** Brief **
If a line in the data below contains the word "each", copy it out.

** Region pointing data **
☆ ☆ ☆

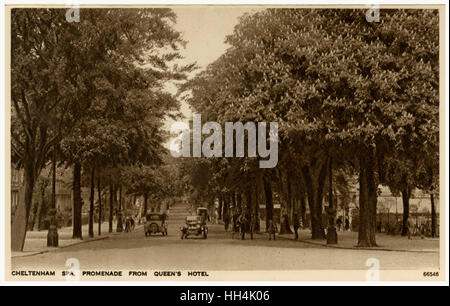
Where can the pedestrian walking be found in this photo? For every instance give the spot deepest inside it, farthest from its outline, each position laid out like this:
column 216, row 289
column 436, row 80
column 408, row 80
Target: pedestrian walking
column 244, row 225
column 236, row 225
column 272, row 228
column 296, row 225
column 252, row 225
column 409, row 227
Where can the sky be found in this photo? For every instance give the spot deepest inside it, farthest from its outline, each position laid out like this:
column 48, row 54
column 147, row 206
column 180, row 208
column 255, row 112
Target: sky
column 205, row 29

☆ ☆ ☆

** Solution to the problem **
Where can the pedestrian walking be found in this photo? For every instance give the spot deepest inside it, farthest from its outline, each position laid out like this:
Where can the sky be found in this photo? For every instance give the spot deepest inside it, farthest from its outline, each position laid out like this:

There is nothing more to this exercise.